--- Passage to read ---

HOWEVER much Israeli Prime Minister Benjamin Netanyahu and the Gulf sultans rage at the Vienna agreement between Iran and the big powers, the Arabs at least will suspect the truth: the Americans have taken the Shia side in the Middle East’s sectarian war.

That’s not how it was represented by the great and the good, of course. The headlines were simple. The Iranians agreed to jam the brakes on their nuclear programme, pack up their centrifuges for a decade and cut back their uranium stockpile. All this in return for an end to the sanctions, financial goodies and bank transfers that Washington, the EU and the United Nations had variously imposed on and withheld from the nation which Ayatollah Ruhollah Khomeini founded as an Islamic Republic 36 years ago.

A lot of chaps in white coats from the International Atomic Energy Agency will be able to inspect Iran’s nuclear plants – with or without sufficient prior warning to the Iranians, this wasn’t quite so clear. But it was peace in our time.

Forget about President Barack Obama’s legacy and all the technical twaddle in the agreement – 100 pages in Farsi – because Iran is now on course to put on the dead Shah’s mantle as the policeman of the Gulf. Middle East seismologists should get ready for the earthquake.

A “more hopeful world … an opportunity to move in another direction”, thundered the successor of Roosevelt and George W Bush in the White House. And just in case those pesky guys in Congress try to wreck the whole shenanigan, President Obama primly added that he would veto any measure to block his triumph. No wonder Iran’s studious President Hassan Rouhani preached his sermon that “constructive engagement works”.

Goodbye, therefore, to the overwhelming influence of the Sunni nations which gave their sons to the 9/11 crimes against humanity and provided the world with Osama bin Laden; which supported the Taliban and then the Sunni Islamists of Iraq and Syria and – finally – those emirs and princes who support the self-styled Islamic State (IS). Washington is tired of the decrepit princes of the Gulf, their puritanical lectures, their tiresome wealth (unless it’s paying for US weaponry) and their grotty civil war in Yemen. Shia Iran is now the good guy on the block.

---

Write the next few paragraphs of the opinion piece on the Iran nuclear deal, picking up right after its last sentence.

--- Given information ---

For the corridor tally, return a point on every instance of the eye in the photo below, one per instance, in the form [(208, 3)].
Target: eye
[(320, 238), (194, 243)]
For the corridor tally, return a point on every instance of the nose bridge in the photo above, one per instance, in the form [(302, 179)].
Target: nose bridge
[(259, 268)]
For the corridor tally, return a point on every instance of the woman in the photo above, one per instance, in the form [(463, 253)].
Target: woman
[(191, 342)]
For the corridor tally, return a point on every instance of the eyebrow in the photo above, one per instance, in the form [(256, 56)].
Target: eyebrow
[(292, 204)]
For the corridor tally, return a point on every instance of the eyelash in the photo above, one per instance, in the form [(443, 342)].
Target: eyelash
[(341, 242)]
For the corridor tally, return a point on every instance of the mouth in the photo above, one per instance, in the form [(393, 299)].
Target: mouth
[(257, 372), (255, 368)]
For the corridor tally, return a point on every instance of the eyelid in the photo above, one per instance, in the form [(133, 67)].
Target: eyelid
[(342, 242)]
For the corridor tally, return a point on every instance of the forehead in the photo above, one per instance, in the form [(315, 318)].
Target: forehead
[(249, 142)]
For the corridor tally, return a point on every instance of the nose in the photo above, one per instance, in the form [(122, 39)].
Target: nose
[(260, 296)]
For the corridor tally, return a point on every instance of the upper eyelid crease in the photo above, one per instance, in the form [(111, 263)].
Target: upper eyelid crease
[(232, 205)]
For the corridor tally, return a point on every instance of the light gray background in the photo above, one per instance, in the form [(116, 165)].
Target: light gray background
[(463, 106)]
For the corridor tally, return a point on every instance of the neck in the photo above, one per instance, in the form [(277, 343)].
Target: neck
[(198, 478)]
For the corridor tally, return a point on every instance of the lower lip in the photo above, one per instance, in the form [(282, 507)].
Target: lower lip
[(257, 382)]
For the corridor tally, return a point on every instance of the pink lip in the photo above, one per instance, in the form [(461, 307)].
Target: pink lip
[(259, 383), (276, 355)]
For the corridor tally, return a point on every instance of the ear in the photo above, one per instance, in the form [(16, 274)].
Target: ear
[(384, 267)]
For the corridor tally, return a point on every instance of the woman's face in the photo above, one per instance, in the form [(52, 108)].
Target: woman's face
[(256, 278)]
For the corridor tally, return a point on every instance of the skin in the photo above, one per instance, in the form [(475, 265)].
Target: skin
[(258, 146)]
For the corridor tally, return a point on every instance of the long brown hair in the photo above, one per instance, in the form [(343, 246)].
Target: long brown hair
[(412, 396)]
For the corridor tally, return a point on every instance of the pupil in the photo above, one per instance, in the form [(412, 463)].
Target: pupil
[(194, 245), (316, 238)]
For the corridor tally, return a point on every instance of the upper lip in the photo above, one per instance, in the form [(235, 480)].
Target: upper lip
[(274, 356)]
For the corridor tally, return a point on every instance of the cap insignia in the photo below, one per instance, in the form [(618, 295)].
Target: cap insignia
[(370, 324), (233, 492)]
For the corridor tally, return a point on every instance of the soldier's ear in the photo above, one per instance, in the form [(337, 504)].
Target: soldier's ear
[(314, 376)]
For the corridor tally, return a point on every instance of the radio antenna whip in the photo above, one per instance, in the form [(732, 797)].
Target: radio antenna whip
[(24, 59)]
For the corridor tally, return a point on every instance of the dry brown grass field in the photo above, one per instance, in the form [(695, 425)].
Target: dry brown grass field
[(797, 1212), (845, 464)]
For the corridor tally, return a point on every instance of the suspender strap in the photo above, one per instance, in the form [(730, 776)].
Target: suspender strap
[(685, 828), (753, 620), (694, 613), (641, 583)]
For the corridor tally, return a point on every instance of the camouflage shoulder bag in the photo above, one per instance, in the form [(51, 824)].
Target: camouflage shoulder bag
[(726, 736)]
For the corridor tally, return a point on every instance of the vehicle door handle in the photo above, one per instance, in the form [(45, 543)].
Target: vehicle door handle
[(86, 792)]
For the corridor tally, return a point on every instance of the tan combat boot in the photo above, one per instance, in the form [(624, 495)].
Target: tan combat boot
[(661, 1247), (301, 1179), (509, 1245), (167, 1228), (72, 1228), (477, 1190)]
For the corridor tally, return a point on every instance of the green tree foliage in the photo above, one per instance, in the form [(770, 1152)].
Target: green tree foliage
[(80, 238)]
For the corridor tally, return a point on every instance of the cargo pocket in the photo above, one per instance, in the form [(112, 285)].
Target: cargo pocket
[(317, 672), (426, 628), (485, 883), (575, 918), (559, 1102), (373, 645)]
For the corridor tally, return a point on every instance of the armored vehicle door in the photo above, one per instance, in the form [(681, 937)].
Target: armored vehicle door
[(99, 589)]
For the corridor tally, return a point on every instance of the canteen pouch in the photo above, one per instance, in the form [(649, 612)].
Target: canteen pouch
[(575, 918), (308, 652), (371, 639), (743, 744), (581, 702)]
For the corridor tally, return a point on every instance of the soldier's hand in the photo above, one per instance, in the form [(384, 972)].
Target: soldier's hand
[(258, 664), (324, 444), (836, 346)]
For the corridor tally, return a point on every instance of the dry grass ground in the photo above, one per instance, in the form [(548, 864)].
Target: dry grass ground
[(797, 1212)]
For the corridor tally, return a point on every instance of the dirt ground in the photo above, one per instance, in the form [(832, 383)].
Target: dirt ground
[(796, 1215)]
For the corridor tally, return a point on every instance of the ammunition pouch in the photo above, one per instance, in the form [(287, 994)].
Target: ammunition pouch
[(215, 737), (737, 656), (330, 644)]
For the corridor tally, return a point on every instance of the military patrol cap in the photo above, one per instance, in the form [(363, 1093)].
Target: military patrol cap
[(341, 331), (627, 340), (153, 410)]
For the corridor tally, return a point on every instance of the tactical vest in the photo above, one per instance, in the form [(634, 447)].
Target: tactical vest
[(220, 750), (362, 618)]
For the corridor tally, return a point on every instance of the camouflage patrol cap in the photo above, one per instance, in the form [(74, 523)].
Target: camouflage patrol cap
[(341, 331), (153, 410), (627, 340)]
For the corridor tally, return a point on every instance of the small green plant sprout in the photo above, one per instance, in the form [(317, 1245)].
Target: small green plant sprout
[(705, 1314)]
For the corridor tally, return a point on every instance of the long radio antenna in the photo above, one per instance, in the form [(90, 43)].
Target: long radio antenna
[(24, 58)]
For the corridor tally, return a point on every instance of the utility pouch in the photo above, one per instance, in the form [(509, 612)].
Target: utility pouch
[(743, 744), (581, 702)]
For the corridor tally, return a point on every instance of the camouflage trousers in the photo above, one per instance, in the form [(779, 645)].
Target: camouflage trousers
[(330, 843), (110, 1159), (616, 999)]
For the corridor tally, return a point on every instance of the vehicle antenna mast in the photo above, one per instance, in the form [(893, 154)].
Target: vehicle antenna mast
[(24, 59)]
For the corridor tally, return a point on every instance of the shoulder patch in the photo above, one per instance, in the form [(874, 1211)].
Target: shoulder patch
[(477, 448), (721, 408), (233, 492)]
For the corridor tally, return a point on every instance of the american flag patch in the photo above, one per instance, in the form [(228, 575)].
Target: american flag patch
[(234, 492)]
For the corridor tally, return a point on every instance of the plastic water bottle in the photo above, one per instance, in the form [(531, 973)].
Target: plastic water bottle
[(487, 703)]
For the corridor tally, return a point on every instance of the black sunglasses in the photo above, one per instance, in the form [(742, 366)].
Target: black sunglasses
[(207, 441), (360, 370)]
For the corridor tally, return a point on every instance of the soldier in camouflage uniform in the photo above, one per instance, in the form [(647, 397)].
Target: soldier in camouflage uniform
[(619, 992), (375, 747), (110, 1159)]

---

» Result for this exercise:
Appearances can be deceptive. The Revolutionary Guard Corps in Iran, the Israeli cabinet and the US Congress will try to gum up the works. But here’s a thought. Secretary of State John Kerry has spent more time at the Iran talks in Vienna – 18 days – than any of his predecessors have passed in one place since the Second World War. Yalta lasted only eight days, Potsdam 17. No wonder Bibi Netanyahu is furious. But there are other things afoot.

Iran is now in the top rank of those who can negotiate over the future of Syria and the Assad regime. Its Guard Corps and Hezbollah allies from Lebanon are in the front lines against the Islamists.

Iran will try to persuade the Obama administration to support Assad – however tacitly – if he wants to destroy the Sunni Wahhabist IS as much as Iran does.

Arab sources say that Messers Kerry and Mohammad Javad Zarif, Iran’s foreign minister, have spent many an hour chatting on this very subject in Vienna. Do we hear the clink of champagne glasses in Damascus?

The IS, of course – horrible, bloodthirsty apocalyptic Sunni IS – will be almost as appalled as Netanyahu at Iran’s new deal. And since Saudi Arabia takes the same view of Iran – the “serpent’s head” as one Saudi royal unkindly called the Islamic Republic – we’re in for a good piece of vaudeville.

But there’s no getting round Iran’s new status. As Federica Mogherini, the EU’s foreign policy chief, put it delicately in Vienna, Iran has “a historic opportunity to show … readiness to play a positive role in the Middle East —Iran has the potential to use its influence in the region in a way that conflicts can be resolved”.